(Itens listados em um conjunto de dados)
═══

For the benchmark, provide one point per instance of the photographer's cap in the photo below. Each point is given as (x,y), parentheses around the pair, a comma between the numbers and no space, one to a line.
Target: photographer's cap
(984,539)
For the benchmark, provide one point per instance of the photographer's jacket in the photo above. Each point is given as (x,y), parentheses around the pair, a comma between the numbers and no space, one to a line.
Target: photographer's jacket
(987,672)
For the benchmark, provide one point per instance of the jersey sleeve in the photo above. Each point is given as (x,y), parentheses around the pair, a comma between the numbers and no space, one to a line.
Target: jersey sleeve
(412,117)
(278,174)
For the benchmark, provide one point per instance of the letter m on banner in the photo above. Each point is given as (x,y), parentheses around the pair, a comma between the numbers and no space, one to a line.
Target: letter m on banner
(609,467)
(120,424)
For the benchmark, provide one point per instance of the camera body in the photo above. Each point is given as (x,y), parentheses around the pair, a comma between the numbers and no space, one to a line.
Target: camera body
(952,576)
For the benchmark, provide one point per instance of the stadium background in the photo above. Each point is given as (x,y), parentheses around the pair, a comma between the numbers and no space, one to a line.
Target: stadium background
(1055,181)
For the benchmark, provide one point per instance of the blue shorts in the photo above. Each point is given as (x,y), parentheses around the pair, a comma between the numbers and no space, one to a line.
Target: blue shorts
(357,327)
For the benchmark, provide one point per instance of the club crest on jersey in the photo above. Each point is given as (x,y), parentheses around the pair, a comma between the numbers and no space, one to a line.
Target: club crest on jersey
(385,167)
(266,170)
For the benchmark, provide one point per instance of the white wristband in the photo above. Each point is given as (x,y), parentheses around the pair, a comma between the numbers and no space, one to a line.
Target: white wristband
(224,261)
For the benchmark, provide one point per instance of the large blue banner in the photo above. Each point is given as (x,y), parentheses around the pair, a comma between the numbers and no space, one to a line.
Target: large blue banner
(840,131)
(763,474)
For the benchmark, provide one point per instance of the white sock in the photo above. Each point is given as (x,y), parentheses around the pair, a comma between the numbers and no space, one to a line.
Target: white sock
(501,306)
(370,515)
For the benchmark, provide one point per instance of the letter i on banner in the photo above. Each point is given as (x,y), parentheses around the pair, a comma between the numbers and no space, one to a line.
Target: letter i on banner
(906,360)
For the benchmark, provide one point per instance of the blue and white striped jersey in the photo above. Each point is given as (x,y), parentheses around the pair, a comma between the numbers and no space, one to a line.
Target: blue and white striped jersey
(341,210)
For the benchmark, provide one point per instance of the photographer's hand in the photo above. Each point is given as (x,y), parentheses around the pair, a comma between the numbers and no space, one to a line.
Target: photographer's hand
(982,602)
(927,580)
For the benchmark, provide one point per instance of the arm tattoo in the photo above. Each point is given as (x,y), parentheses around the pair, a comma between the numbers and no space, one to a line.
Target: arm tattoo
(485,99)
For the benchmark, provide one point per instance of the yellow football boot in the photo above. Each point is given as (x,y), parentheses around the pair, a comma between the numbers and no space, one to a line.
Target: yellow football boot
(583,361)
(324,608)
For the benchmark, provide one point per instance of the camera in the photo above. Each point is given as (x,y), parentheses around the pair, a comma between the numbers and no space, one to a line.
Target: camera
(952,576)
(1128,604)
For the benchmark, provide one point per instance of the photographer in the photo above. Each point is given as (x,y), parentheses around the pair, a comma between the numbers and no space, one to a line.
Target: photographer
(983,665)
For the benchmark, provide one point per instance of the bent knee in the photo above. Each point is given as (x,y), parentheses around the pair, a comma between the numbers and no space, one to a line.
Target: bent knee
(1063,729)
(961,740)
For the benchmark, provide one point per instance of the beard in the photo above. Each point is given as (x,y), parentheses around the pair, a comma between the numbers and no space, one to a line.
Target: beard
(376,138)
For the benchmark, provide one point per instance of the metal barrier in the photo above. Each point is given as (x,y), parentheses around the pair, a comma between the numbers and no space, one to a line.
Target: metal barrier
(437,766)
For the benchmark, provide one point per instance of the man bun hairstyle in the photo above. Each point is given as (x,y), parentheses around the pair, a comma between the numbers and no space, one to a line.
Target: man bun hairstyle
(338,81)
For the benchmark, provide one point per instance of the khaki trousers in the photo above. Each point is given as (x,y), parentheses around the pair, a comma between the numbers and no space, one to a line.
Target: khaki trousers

═══

Troque "benchmark" por "evaluation" em todos os itens e reproduza-os sem nenhuma outra alteração.

For the evaluation, provide one point per instance of the photographer's cap in the photo below. Each point is given as (x,y), parentheses around the pair, a comma between the numbers and no space, one to a line.
Target: photographer's cap
(984,539)
For the evaluation, provide one point per instance of the photographer's jacket in the photo above. Each point is given as (x,y), parentheses around the pair, a comma between the numbers and no space, one to a line.
Target: photographer's jacket
(987,672)
For the evaluation, provide one point per instance of the jersey sleeve in the photo above. Each point is given as (x,y), parentheses around the pair, a comma between the numbers and no space, one to a line.
Target: jersey sleeve
(412,117)
(278,174)
For the evaluation, provide one point per instance of the letter m on banner in the photo above. Each point is given as (x,y), parentheses around the pair, a comma between the numbers and no space, one to a line.
Target: letter m on banner
(609,467)
(120,424)
For the evaluation, provide one point per instance of the camera body in the photo above. Each point is given as (x,y), parentheses around the pair, a comma between the numbers and no space, one to a line.
Target: camera body
(952,576)
For the evaluation, provide one point per instance of the stadium background in the photo above. Each point is given as (x,y), parentheses around the pair, a comma between the numbers and no space, one to a line.
Target: stadium background
(1055,181)
For the evaluation, provide one point per instance of the blue shorts in the photo above. Each point is given as (x,y), parentheses around the pair, a comma between the numbers and no space, one to a line.
Target: blue shorts
(357,327)
For the evaluation, provide one point per instance of the club crest on jersey in the photo above. Each point is given as (x,y), parentheses around the pair, a comma between the numbers and no space, one to a line.
Target: club crest on jersey
(385,167)
(266,170)
For the evaluation, provide one point per instance of the white wristband in the photo above. Each point is given as (x,y), parentheses around the pair, a comma between the numbers and no space, one to a line.
Target: white wristband
(224,261)
For the evaluation, provide one point per instance of the large blue banner in the photo above. Each point is given as (x,y), parentheses around the pair, a comma between the numbers and no space, one to a line.
Target: large blue banner
(840,131)
(763,474)
For the evaluation, provide one point per instance of the white sock in the photo above. Each point is given as (x,y), parentheses around the pair, a comma between the numbers and no space, one to a line.
Target: white sock
(501,306)
(370,515)
For the evaluation, provide one point per instance of the letter i on banner in the photo above. Each point is given as (x,y), parentheses around the pair, a comma between the numbers and no space, one to a line.
Target: letter i on banner
(906,360)
For the evaluation, provide one point per instance of the blue and white striped jersey in the photo above. Each point is given as (x,y), parentheses around the pair, a comma between the numbers and no space, one to a line.
Target: blue and white striped jersey
(341,210)
For the evaluation, provide one point per instance of the photographer's hand in the photo above. Each point is given as (x,y), parentheses around the pair, a comma between the numbers and no space, one to a line.
Target: photographer's hand
(982,602)
(927,580)
For the evaluation, provide one point per instance of the arm tattoo in the photo above. Each point is given as (x,y), parentheses around the pair, a comma between the numbers and no space, one to a line.
Target: arm tattoo
(485,99)
For the evaluation, provide one point per instance of the yellow football boot in the photo above. Each point is given as (x,y), parentheses around the pair, a comma between the numbers and no space, one to a line.
Target: yellow football boot
(583,361)
(324,608)
For the evaluation, provide one point per instance of the camera in the photo above. Each point is given as (x,y), parentheses around the pair, a comma between the numbers and no space, one to a line.
Target: camera
(952,576)
(1128,604)
For the evaluation, provide one point per instance of the photographer in the photo above. Each point is given as (x,y), parentheses around the pair, a comma between the numbers and no space, one to a line.
Target: photographer
(983,665)
For the evaluation, provide one point per instance of the bent knee in the photo above. Each point is given as (x,y), parentheses around the pair, a comma between the numbers and no space, one to a line.
Target: bent knee
(1063,729)
(961,740)
For the evaluation, provide one point per instance of the beard in the photo above. Each point is given as (x,y), parentheses around the pair, a comma between the numbers and no space, one to a line.
Target: beard
(376,138)
For the evaluation, provide one point per instance of the metal barrier in the photo above. Each point is given as (x,y), parentheses around the pair, a comma between the numbers and no space, one to a line.
Target: metal barrier
(437,766)
For the evaluation, provide one point per instance of the man bun hairstyle in the photo above. Each point is given as (x,y), parentheses around the pair, a comma between the numbers and no space, one to a line.
Target: man bun hairstyle
(338,81)
For the evaluation, provide one point per instance of the khaki trousers in the photo above. Each point is given as (x,y), parentheses around the pair, a comma between the numbers and no space, one to a line.
Target: khaki trousers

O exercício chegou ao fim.